* EXERCISE REQUIREMENTS *
Please write out, exactly as they appear, the line containing "Target: dirt road" and every line after it to the end of the records, and nothing more.

─── AVAILABLE RECORDS

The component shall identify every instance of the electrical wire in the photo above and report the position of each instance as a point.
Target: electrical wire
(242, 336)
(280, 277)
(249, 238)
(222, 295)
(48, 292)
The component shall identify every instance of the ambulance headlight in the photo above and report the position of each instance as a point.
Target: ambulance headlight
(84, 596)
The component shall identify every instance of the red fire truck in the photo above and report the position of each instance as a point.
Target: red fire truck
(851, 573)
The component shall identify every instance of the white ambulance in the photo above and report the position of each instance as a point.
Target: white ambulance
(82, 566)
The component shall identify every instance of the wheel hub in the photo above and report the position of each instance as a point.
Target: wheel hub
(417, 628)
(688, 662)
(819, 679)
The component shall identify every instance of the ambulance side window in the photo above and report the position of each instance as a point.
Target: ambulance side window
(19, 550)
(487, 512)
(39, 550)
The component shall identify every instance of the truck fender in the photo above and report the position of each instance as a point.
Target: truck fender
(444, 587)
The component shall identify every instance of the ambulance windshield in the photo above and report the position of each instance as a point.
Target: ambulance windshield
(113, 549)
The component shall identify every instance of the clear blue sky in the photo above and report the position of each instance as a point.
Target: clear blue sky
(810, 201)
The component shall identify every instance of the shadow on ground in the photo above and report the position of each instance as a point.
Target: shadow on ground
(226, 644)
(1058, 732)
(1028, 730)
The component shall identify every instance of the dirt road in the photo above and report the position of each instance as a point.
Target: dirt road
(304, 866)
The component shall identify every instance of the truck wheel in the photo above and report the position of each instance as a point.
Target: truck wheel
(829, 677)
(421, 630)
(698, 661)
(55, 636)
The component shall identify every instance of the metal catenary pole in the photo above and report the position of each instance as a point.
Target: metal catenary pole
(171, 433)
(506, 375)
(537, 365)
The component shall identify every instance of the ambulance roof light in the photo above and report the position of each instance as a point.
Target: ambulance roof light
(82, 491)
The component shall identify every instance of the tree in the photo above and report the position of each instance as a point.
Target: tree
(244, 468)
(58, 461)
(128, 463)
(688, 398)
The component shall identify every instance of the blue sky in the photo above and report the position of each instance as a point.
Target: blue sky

──────

* TASK ANSWER *
Target: dirt road
(304, 866)
The component shall identify every instance of the truck wheel in the photo above and report the position of each instance as a point.
Target: truck wheel
(829, 677)
(421, 630)
(698, 661)
(55, 636)
The component shall identify every instance of the metal catenary pole in the photo above and report the position of each instance as a point.
Target: metal catenary pole
(171, 433)
(506, 375)
(537, 365)
The component shall identify every instance of the ambulance roof light in the photo above and report the position of each instance as a point.
Target: ambulance roof light
(82, 491)
The component shall identify every instance of the tree in the photo above and report the position of each instance as a point.
Target: tree
(244, 468)
(58, 461)
(128, 463)
(688, 398)
The component shall identify every instance of the blue sky in the photo above and report the position of each instance as a point.
Target: blue sky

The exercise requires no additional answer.